§ WHAT IS BEING ASKED
How many lines in the listing below contain the string "prompts", with case counting? Reply with the number only.

━━━━━ TASK MATERIAL

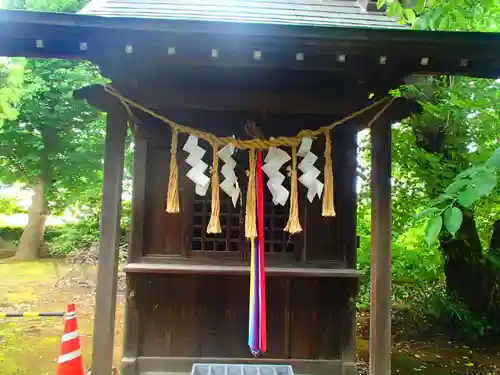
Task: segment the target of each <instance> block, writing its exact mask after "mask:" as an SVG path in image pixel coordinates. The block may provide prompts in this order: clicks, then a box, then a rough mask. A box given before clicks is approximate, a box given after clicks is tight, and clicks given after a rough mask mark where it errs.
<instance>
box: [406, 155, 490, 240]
mask: <svg viewBox="0 0 500 375" xmlns="http://www.w3.org/2000/svg"><path fill="white" fill-rule="evenodd" d="M499 155H500V148H499V149H497V150H495V152H494V153H493V155H492V156H491V157H490V158H489V159H488V160H487V161H486V162H485V163H483V164H480V165H475V166H473V167H470V168H468V169H466V170H464V171H462V172H461V173H459V174H458V175H457V176H456V177H455V178H454V180H453V182H452V183H451V184H450V185H448V186H447V187H446V188H445V189H444V193H443V194H441V195H439V196H438V197H436V198H435V199H433V200H431V201H430V202H429V203H428V204H427V207H425V208H424V209H423V210H422V211H421V212H420V213H418V214H417V215H416V216H415V220H421V219H428V224H427V230H426V233H427V235H426V238H427V243H428V244H429V245H432V244H433V243H435V242H436V241H437V239H438V238H439V234H440V233H441V228H442V225H443V221H444V227H445V228H446V230H447V231H448V233H449V234H451V236H452V237H454V236H455V234H456V233H457V232H458V230H459V229H460V227H461V225H462V221H463V215H464V214H468V210H469V209H471V208H472V206H473V205H474V204H476V203H477V202H478V201H479V200H480V199H481V198H484V197H487V196H489V195H490V194H491V193H492V191H493V189H494V188H495V187H496V185H497V171H498V168H500V157H499ZM462 210H465V212H462Z"/></svg>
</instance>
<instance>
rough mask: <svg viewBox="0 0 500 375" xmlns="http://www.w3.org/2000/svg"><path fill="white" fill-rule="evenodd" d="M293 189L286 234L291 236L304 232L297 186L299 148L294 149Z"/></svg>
mask: <svg viewBox="0 0 500 375" xmlns="http://www.w3.org/2000/svg"><path fill="white" fill-rule="evenodd" d="M291 184H292V189H291V192H290V215H289V216H288V222H287V223H286V226H285V229H284V231H285V232H289V233H290V234H295V233H300V232H302V226H301V225H300V218H299V192H298V186H297V147H296V146H293V147H292V176H291Z"/></svg>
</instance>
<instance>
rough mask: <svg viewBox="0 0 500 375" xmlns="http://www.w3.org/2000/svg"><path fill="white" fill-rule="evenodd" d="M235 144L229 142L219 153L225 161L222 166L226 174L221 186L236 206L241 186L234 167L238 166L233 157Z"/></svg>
mask: <svg viewBox="0 0 500 375" xmlns="http://www.w3.org/2000/svg"><path fill="white" fill-rule="evenodd" d="M233 154H234V145H232V144H231V143H228V144H227V145H225V146H224V147H222V148H221V149H220V150H219V151H218V152H217V155H218V156H219V158H221V160H222V161H223V162H224V165H223V166H222V168H221V173H222V175H223V176H224V181H222V182H221V184H220V188H221V189H222V190H223V191H224V193H226V194H227V195H229V197H230V198H231V201H232V202H233V206H234V207H236V203H237V202H238V197H239V196H240V187H239V185H238V179H237V178H236V173H234V168H235V167H236V161H235V160H234V159H233Z"/></svg>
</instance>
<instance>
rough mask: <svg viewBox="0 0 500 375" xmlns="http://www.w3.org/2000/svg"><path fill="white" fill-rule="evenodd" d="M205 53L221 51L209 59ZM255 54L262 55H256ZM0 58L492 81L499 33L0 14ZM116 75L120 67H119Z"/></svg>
mask: <svg viewBox="0 0 500 375" xmlns="http://www.w3.org/2000/svg"><path fill="white" fill-rule="evenodd" d="M325 1H326V0H325ZM150 3H153V1H152V0H151V1H150ZM172 48H174V49H172ZM214 50H215V51H216V52H220V55H219V54H218V55H217V56H216V57H214V56H213V53H214ZM171 52H173V53H171ZM256 53H258V56H261V57H262V58H260V57H259V58H256V56H257V55H256ZM0 56H26V57H52V58H82V59H89V60H92V61H94V62H97V63H99V64H100V63H102V62H104V60H106V61H113V62H114V63H113V64H115V67H114V68H113V67H111V66H110V69H114V70H116V69H117V65H116V64H121V65H120V66H122V65H124V64H125V65H128V66H129V67H130V66H137V67H138V68H141V69H144V68H145V69H146V70H149V71H151V72H153V69H163V70H165V66H166V65H168V66H174V65H175V66H177V67H183V69H188V68H189V69H191V68H190V67H194V66H197V67H199V66H207V67H218V68H220V69H226V70H227V68H228V67H247V68H250V69H254V68H265V69H268V68H272V69H274V72H275V73H273V75H272V76H271V75H270V76H269V78H270V79H273V77H274V78H275V77H276V76H277V75H278V73H277V72H278V71H280V72H281V73H280V74H281V75H283V74H288V73H287V72H289V71H292V70H293V71H309V72H312V71H314V72H317V73H318V75H321V74H323V72H326V71H337V72H339V74H340V77H344V76H346V75H345V72H348V74H350V75H351V76H354V77H356V78H357V80H358V81H360V82H362V81H367V80H375V79H376V80H384V79H385V80H387V78H388V77H394V78H398V79H400V78H403V77H405V76H407V75H409V74H454V75H468V76H475V77H492V78H497V77H499V76H500V33H461V32H431V31H417V30H411V29H373V28H371V29H370V28H360V27H340V26H336V27H318V26H304V25H283V24H279V25H276V24H269V23H266V24H260V23H244V22H217V21H193V20H165V19H149V18H131V17H129V18H122V17H99V16H90V15H82V14H61V13H43V12H29V11H11V10H0ZM148 64H149V65H148ZM103 65H104V64H103ZM101 67H102V66H101ZM122 71H123V72H125V73H127V72H126V69H125V70H123V69H122ZM186 74H187V75H190V74H192V72H191V71H190V72H186ZM384 77H385V78H384ZM304 79H305V78H304ZM321 79H322V78H321ZM321 79H320V80H321ZM337 84H343V83H337ZM345 84H347V83H345ZM391 87H395V86H391Z"/></svg>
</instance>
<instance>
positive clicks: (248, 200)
mask: <svg viewBox="0 0 500 375" xmlns="http://www.w3.org/2000/svg"><path fill="white" fill-rule="evenodd" d="M248 160H249V161H248V163H249V164H250V173H249V174H248V187H247V201H246V204H245V237H246V238H249V239H253V238H257V216H256V215H257V186H256V184H257V181H256V178H255V170H256V169H257V152H256V151H255V149H250V151H249V155H248Z"/></svg>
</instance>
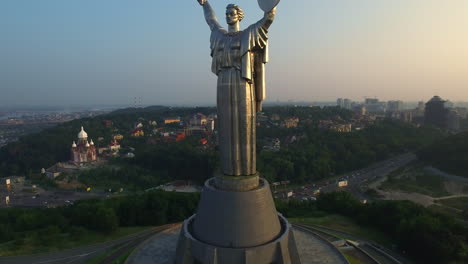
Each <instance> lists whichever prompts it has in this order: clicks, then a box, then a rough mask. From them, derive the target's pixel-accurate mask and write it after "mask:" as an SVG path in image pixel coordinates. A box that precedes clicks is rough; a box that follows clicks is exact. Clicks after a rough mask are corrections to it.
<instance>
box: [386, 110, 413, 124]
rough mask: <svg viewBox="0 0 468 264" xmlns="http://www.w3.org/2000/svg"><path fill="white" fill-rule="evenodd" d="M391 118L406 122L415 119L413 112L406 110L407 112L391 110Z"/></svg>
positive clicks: (390, 113)
mask: <svg viewBox="0 0 468 264" xmlns="http://www.w3.org/2000/svg"><path fill="white" fill-rule="evenodd" d="M389 116H390V118H392V119H396V120H401V121H403V122H406V123H411V122H412V121H413V112H412V111H405V112H391V113H390V114H389Z"/></svg>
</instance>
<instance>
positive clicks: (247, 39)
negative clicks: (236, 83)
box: [241, 20, 269, 111]
mask: <svg viewBox="0 0 468 264" xmlns="http://www.w3.org/2000/svg"><path fill="white" fill-rule="evenodd" d="M241 54H242V69H241V71H242V77H244V78H245V79H247V80H248V81H249V82H251V83H253V84H254V88H255V100H256V101H257V105H260V104H261V102H262V101H263V100H265V98H266V83H265V63H267V62H268V59H269V57H268V30H267V29H266V28H265V27H264V21H263V20H260V21H259V22H257V23H256V24H253V25H251V26H250V27H248V28H247V29H246V30H245V31H244V33H243V36H242V40H241ZM258 108H260V107H258ZM257 111H260V109H257Z"/></svg>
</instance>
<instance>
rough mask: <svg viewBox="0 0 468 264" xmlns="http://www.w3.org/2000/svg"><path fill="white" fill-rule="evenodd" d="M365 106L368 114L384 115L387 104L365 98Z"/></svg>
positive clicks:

━━━━━━━━━━

§ EXERCISE OUTPUT
2